=== Aim of the task ===
Take the line that contains "Can you see the blue road" and each line after it in the material below, and transcribe them exactly, stopping at the end.

[Records from a data collection]
::::
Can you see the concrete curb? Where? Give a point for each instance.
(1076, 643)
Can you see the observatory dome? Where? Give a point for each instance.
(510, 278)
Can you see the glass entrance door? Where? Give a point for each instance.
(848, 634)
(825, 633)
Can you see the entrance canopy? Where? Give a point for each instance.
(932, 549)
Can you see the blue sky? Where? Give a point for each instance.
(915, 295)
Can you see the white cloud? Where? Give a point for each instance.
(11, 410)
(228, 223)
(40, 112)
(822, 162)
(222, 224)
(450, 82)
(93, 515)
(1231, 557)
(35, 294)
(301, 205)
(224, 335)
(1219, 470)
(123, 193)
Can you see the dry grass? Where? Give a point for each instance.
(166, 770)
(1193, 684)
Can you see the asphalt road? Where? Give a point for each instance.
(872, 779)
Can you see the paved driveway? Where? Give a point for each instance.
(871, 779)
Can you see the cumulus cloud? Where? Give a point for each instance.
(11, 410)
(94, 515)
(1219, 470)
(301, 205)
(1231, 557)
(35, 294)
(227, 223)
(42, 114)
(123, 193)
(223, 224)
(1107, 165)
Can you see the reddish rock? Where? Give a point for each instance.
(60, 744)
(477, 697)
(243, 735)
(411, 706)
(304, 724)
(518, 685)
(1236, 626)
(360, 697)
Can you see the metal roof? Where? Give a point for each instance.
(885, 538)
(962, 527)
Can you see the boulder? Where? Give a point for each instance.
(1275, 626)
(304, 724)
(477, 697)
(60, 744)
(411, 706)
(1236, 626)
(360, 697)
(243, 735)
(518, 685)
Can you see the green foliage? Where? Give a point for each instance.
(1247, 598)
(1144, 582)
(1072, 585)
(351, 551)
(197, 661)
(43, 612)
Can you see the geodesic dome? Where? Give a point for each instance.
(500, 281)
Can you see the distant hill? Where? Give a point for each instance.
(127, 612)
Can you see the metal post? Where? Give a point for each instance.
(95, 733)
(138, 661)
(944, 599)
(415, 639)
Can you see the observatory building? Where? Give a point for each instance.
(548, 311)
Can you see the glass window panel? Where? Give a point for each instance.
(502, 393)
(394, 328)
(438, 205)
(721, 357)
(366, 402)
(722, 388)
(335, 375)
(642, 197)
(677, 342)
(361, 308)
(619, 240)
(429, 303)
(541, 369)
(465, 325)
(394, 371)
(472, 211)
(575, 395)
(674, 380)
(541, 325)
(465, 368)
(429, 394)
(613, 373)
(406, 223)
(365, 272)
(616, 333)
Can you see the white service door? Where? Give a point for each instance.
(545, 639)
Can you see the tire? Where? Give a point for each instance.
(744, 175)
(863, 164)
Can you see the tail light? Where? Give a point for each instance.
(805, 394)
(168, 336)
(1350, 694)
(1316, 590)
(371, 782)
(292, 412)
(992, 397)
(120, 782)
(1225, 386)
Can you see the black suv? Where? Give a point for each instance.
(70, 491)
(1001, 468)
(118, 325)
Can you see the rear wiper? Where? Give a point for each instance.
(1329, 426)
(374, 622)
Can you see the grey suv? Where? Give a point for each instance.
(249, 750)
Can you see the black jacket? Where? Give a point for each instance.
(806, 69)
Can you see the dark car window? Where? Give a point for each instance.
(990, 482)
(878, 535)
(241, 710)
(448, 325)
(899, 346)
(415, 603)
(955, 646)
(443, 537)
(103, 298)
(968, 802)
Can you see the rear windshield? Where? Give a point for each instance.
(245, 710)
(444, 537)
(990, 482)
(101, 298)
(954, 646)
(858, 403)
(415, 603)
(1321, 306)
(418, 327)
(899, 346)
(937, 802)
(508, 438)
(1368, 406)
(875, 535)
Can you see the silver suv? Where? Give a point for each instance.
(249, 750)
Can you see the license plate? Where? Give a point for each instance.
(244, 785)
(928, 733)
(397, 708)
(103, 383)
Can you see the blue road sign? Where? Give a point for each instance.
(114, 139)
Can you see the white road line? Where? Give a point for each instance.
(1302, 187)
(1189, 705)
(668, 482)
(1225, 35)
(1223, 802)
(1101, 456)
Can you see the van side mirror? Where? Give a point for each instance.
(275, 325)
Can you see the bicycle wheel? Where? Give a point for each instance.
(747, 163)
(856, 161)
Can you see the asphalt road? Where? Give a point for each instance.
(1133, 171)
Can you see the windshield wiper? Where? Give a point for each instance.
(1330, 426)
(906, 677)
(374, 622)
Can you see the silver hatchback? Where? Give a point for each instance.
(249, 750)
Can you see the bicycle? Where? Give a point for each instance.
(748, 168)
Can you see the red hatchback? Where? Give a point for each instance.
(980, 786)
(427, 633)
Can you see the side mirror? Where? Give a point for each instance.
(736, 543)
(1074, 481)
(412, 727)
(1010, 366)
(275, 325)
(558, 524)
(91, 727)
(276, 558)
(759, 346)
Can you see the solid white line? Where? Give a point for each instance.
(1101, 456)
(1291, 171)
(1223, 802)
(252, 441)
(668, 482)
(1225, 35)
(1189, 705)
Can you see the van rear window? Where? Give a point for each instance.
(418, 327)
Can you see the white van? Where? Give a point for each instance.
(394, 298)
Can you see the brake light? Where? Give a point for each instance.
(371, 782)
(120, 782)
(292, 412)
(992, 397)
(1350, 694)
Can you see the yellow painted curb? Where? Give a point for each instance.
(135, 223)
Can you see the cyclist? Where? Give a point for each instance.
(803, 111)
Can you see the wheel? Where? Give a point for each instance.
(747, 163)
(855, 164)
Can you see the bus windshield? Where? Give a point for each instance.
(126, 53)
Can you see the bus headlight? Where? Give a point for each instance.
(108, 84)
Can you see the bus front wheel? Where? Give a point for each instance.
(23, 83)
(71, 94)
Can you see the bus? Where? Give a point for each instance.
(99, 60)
::::
=== Result ===
Can you see the blue road sign? Where? Give a point for each instance.
(114, 139)
Can you see the white road line? Where? Give a point for each instance.
(1302, 187)
(1189, 705)
(668, 482)
(1225, 35)
(1223, 802)
(1101, 456)
Can you see the van side mirror? Where? Give a point for each instance.
(275, 325)
Can you see the bicycle wheel? Where? Give a point for each instance.
(747, 163)
(856, 161)
Can you see the asphalt road? Where? Give a point for each instance.
(1133, 171)
Can you see the windshield wiper? Where? Give a point for each instance.
(1330, 426)
(906, 677)
(374, 622)
Can you see the silver hatchback? Where? Give a point for each instance.
(249, 750)
Can you see the bicycle? Where? Give a point for each instance.
(748, 168)
Can you see the red hatchback? Where? Give a point for each instance.
(980, 786)
(427, 633)
Can you see the side mirror? Where? Give a point for each instance.
(736, 543)
(1074, 481)
(412, 727)
(1010, 366)
(275, 325)
(558, 524)
(91, 727)
(276, 558)
(759, 346)
Can you see the solid white line? Where? Give a point for each instance.
(1101, 456)
(1291, 171)
(1223, 802)
(252, 441)
(668, 482)
(1225, 35)
(1189, 705)
Can you see the van rear window? Where? Give a point for each instance.
(418, 327)
Can you see the white van? Where? Give a point for each instance.
(394, 298)
Can you see the brake light? Where? Give a point for each instance.
(371, 782)
(120, 782)
(292, 412)
(992, 397)
(1350, 694)
Can you see the yellow painted curb? Where? Give a point for each instance.
(135, 223)
Can you see the cyclist? Where? Give a point for each instance.
(803, 111)
Can you see the wheel? Where? Give a point for each instance.
(747, 163)
(855, 164)
Can you see the bus windshield? Where? Give a point for each instance.
(126, 53)
Can you see the bus headlight? Where? Give a point for each instance.
(108, 84)
Can you see the bus front wheel? Where? Give a point for each instance.
(23, 83)
(71, 94)
Can you see the bus? Where? Give a point for each instance.
(99, 60)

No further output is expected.